◆ **Your objective**
Print the records verbatim from their start through the line containing "box: [130, 82, 145, 88]", with both ends included.

◆ **Exercise input**
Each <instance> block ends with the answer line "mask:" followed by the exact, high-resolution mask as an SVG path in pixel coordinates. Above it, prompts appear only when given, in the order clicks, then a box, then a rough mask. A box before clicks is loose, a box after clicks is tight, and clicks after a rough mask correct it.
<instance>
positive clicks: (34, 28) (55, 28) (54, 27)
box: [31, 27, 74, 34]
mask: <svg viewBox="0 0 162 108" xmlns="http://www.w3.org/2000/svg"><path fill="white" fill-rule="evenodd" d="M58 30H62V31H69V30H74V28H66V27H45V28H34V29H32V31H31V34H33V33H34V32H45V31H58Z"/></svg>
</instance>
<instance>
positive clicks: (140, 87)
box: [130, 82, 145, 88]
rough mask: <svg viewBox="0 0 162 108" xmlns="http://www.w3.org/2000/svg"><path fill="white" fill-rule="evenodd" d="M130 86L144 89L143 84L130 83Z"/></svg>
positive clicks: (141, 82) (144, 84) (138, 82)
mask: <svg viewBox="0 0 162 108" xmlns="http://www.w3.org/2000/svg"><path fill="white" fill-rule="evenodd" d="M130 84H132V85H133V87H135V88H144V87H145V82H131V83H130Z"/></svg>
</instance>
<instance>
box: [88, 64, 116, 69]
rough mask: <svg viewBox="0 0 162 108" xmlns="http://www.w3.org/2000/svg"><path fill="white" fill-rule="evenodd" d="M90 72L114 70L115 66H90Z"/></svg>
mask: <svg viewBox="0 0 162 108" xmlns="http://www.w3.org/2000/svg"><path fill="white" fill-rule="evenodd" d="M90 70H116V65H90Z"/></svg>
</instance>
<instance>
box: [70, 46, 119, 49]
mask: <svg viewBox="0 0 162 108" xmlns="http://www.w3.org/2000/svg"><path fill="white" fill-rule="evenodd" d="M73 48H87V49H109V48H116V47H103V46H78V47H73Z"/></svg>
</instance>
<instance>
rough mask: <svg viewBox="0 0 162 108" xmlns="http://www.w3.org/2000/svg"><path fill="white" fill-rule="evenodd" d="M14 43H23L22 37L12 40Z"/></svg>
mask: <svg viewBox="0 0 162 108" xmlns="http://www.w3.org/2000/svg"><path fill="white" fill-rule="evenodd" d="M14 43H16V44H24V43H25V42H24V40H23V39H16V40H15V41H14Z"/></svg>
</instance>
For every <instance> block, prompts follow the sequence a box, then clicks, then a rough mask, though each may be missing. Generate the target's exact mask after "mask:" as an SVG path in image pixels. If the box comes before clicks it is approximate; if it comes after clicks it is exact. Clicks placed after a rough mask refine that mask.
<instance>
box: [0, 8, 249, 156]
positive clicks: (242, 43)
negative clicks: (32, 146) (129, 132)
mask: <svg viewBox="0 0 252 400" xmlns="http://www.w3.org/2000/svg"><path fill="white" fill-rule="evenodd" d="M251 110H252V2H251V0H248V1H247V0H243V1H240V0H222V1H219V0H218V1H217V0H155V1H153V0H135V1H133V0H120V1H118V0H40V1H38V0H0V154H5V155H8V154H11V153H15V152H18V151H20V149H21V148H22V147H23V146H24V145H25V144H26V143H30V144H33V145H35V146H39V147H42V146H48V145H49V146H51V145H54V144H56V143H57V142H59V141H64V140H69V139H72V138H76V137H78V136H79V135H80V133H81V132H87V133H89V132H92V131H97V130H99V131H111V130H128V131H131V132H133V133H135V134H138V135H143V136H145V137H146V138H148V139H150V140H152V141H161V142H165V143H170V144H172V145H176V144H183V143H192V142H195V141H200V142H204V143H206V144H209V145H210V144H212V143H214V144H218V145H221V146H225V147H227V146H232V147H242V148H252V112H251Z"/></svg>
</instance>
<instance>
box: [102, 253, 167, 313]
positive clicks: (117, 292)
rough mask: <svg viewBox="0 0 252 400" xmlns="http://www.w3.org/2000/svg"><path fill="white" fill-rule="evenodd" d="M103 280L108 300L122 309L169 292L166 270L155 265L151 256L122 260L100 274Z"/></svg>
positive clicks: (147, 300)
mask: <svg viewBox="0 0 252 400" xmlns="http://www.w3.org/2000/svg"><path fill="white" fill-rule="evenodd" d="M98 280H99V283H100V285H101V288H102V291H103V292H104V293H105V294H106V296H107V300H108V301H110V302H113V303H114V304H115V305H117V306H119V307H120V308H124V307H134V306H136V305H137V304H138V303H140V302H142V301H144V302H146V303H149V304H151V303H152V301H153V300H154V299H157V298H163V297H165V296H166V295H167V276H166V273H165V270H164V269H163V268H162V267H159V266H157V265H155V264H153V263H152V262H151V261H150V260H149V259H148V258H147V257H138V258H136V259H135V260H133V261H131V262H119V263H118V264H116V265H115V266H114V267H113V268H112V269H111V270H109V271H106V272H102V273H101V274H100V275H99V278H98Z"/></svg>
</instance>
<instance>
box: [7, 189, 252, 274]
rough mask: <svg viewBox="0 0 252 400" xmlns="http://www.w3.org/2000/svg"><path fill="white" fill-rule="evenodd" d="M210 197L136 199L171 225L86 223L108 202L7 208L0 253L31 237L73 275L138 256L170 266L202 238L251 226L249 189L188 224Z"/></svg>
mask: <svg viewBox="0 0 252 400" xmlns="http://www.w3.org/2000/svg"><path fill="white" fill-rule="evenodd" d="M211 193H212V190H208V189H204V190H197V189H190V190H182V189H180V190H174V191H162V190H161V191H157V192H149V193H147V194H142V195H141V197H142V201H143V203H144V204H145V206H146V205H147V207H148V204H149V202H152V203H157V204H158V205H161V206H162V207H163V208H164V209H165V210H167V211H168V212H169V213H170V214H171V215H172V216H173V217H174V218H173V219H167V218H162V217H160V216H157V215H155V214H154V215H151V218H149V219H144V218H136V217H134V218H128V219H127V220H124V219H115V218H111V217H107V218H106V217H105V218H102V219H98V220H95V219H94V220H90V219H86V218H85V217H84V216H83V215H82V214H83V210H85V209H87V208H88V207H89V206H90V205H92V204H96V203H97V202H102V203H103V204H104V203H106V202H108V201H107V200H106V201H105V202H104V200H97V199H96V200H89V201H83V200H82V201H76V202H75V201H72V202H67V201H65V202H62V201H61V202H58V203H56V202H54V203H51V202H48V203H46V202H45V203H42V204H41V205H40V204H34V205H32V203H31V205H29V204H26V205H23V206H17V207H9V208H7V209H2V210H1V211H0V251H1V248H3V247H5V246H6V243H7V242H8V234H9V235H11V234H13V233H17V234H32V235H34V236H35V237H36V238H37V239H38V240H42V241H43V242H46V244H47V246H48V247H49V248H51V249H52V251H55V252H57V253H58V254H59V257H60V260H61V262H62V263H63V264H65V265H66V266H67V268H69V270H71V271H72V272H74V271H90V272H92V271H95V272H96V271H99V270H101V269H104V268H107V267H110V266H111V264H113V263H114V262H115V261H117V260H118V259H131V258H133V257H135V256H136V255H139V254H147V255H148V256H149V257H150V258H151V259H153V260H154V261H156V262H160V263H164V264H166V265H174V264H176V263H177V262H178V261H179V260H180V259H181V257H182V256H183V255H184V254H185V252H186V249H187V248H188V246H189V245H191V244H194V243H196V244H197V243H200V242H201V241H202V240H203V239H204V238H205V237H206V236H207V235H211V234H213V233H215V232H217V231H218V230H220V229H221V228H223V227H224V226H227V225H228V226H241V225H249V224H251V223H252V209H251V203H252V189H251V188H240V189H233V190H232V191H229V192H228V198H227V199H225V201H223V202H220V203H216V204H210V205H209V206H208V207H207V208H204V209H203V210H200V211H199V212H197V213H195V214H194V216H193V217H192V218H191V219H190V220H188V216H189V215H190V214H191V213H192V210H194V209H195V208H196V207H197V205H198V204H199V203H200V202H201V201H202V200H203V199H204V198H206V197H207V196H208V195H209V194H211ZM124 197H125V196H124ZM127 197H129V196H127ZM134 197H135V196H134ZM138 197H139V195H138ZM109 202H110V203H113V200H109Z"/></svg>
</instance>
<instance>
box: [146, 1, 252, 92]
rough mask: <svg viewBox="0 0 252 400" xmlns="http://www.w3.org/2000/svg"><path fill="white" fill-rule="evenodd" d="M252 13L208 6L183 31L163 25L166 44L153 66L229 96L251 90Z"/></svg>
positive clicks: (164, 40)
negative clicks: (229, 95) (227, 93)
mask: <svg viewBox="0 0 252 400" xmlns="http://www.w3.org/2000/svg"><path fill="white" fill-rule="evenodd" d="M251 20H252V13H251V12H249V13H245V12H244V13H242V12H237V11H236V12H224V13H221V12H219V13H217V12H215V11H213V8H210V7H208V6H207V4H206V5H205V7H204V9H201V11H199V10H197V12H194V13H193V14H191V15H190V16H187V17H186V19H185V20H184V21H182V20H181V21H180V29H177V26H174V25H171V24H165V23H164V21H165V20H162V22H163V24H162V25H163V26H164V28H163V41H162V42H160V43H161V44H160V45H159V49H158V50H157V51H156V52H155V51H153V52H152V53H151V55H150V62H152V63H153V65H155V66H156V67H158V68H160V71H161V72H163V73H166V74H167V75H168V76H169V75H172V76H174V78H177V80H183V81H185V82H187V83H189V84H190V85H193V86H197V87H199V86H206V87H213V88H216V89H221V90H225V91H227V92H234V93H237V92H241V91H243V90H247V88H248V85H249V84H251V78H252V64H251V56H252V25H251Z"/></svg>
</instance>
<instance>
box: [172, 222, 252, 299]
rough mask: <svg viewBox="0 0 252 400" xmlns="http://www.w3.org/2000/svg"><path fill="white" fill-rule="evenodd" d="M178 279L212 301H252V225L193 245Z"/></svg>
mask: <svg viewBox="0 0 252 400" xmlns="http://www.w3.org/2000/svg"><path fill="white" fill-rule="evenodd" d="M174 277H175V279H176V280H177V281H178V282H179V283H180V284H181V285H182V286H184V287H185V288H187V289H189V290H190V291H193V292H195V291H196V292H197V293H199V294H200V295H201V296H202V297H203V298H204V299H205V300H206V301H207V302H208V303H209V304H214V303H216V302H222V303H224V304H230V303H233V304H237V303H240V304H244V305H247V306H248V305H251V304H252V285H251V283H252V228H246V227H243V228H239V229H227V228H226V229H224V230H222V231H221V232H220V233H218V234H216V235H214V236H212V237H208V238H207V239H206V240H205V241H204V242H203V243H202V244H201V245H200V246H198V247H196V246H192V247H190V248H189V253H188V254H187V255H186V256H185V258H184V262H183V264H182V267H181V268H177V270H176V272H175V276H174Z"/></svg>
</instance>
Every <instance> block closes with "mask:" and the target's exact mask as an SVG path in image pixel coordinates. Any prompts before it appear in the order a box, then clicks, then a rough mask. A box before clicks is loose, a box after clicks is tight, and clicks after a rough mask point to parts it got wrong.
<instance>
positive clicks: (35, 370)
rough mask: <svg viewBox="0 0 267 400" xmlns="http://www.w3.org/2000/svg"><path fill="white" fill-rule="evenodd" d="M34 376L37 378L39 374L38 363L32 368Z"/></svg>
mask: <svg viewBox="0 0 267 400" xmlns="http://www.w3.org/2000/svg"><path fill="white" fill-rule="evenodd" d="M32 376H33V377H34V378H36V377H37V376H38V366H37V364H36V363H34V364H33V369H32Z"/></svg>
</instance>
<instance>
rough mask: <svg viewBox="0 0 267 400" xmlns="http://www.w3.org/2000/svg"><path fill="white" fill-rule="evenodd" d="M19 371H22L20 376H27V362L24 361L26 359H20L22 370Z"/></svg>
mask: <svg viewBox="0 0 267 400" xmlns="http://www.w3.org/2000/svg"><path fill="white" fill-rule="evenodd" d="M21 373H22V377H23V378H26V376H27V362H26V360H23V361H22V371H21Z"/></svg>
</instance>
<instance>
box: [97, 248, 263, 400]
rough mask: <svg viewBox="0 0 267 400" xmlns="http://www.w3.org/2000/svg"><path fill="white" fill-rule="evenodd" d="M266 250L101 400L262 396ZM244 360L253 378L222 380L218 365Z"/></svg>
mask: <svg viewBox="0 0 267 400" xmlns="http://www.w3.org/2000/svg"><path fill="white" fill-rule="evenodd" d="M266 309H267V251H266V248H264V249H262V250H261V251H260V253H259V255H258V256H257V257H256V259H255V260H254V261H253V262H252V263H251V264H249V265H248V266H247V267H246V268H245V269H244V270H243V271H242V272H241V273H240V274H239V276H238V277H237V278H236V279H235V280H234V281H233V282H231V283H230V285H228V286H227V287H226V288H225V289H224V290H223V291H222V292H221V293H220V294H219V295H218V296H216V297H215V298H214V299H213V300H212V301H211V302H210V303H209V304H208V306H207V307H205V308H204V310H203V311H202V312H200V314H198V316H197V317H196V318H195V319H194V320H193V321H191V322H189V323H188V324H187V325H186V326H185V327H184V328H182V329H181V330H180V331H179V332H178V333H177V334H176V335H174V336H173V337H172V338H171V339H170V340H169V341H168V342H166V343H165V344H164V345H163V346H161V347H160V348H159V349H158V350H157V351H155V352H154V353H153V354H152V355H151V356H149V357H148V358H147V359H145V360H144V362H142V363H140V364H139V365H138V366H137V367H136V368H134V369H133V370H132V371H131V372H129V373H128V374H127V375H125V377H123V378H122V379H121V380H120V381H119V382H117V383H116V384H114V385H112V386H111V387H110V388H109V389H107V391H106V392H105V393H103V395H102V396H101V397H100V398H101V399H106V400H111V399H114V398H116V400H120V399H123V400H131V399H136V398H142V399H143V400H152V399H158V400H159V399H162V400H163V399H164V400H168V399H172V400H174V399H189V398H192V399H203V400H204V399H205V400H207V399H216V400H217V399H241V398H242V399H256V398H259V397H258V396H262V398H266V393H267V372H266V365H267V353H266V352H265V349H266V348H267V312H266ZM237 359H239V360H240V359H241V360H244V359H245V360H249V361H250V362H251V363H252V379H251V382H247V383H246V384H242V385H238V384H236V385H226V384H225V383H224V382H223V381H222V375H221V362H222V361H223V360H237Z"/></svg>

◆ **Written response**
Each <instance> block ends with the answer line "mask:" followed by the exact, high-resolution mask as an SVG path in pixel coordinates. Above it, prompts appear only when given, in the order clicks, then a box, then a rough mask. A box before clicks is loose, a box after clicks is tight, and clicks after a rough mask correct it.
<instance>
positive clicks: (34, 28) (55, 28) (54, 27)
box: [31, 27, 74, 34]
mask: <svg viewBox="0 0 162 108" xmlns="http://www.w3.org/2000/svg"><path fill="white" fill-rule="evenodd" d="M58 30H62V31H69V30H74V28H66V27H45V28H34V29H32V31H31V34H33V33H34V32H45V31H58Z"/></svg>
</instance>
<instance>
positive clicks: (140, 87)
box: [130, 82, 145, 88]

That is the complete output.